Task 1 ::
According to the Tom & Jerry passage, in which short did the cat-and-mouse pair first appear?

Zoot Cat Tom & Jerry Zoot Cat Tom & Jerry

Tom & Jerry first appeared on February 10, 1940, in the Oscar-nominated classic Puss Gets the Boot, and we’re celebrating the cat-and-mouse duo’s 86th anniversary with our favorite times the typically mute duo spoke.

Cartoon fans recoiled in horror when Tom and Jerry: The Movie (1992) blighted the pure slapstick of the original cartoons by giving Tom & Jerry voices. And yet, unlike the Road Runner cartoons, where it’s a hard and fast rule that the characters don’t speak, Tom & Jerry could occasionally pipe in with a comment or two in the classic shorts if the situation called for it. Directors William Hanna and Joseph Barbera seemed to understand that giving the characters consistent voices would throw the series off-balance, but having them talk or sing every once in a great while, and rarely with the same voice, could add an amusing level of unpredictability to the cartoons.

We’ll begin our overview of these off-kilter moments with one of the funniest Tom & Jerry gags, the pie bit in Quiet Please! (1945). You know right away where this is going, but Tom’s ignorance of the inevitable, and the fact that he’s suddenly speaking with this dumb guy voice, makes me laugh every time I watch it.

Data for this exercise ::
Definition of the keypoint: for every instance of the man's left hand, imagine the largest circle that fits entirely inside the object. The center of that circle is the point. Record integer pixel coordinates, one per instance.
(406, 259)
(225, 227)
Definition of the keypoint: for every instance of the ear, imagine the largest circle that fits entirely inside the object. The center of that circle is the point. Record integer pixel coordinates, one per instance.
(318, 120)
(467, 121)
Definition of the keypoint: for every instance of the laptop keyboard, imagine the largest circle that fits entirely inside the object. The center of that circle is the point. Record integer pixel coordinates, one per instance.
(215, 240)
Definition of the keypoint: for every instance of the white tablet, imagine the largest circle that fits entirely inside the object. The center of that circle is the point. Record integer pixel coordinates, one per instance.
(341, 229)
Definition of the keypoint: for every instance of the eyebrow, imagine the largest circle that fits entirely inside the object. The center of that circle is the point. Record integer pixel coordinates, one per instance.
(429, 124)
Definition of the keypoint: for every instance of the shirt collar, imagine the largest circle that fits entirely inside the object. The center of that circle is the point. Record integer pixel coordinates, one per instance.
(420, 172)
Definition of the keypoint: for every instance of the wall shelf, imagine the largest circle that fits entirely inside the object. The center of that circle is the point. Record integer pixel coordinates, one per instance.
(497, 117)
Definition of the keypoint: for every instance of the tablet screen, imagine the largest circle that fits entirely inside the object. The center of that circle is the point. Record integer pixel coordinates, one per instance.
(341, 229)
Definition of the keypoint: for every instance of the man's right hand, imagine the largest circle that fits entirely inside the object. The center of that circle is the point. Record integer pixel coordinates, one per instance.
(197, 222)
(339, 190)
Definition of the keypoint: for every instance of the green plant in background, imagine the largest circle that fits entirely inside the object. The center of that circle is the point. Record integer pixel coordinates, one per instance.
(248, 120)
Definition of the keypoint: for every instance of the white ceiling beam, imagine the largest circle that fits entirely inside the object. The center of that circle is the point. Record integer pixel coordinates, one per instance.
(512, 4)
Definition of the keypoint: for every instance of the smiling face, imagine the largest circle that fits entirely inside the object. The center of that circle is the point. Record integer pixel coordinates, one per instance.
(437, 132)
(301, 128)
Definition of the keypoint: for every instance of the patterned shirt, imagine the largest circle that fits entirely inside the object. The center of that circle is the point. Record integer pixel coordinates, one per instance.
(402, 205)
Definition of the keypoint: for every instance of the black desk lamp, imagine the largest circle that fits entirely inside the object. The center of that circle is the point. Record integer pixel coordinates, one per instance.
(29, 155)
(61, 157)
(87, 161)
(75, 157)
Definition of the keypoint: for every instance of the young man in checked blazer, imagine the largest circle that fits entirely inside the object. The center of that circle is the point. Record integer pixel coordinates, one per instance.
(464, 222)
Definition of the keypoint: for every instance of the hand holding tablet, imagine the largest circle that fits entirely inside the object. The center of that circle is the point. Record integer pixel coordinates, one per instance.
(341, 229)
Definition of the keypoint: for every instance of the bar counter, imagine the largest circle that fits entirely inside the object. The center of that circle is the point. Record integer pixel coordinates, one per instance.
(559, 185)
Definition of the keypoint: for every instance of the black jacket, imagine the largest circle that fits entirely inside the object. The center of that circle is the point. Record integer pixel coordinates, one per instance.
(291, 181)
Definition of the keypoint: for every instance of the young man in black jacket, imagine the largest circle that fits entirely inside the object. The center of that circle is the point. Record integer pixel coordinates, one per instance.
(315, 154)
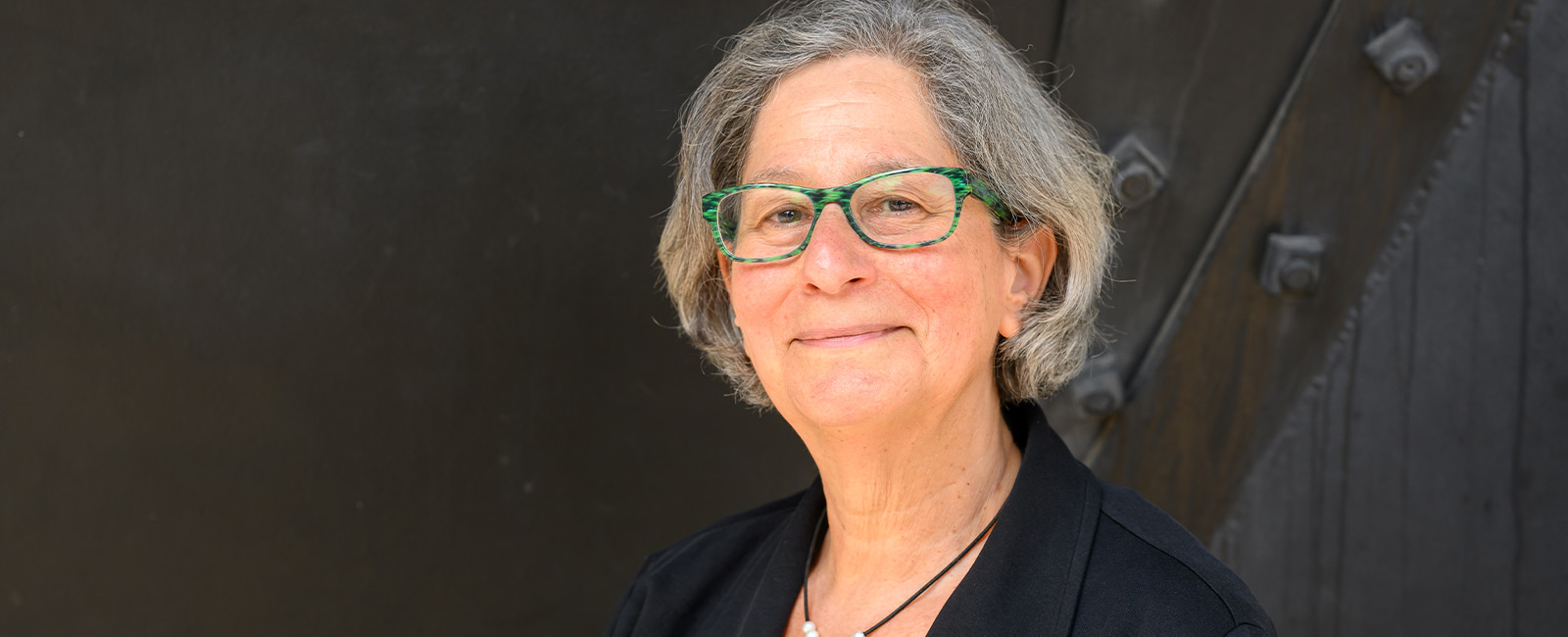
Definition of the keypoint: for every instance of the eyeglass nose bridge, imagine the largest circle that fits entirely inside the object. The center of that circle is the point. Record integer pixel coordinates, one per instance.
(843, 196)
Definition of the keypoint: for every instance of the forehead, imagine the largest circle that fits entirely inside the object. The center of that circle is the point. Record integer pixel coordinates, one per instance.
(838, 120)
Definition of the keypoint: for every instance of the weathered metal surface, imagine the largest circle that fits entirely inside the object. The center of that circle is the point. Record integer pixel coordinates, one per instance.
(1348, 154)
(1293, 264)
(1403, 57)
(1197, 83)
(1418, 485)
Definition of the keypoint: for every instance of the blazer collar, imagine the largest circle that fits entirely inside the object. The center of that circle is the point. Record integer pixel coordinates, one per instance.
(1029, 571)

Task 2 ::
Pick out each row that contains the string "collar". Case counts.

Result 1 ::
Puss Gets the Boot

Result 2 ::
Definition of the keypoint: for every instance of the shirt collar, imagine the largest circle that fits entirely inside the object. The center of that circle is the point. Record integer pixel coordinates, one per instance.
Definition of the keypoint: for every instance of the blazer collar, imagine the largest circle that fits entirely inside the object. The center of that circle is the point. Record integer pixel coordinates, one per instance.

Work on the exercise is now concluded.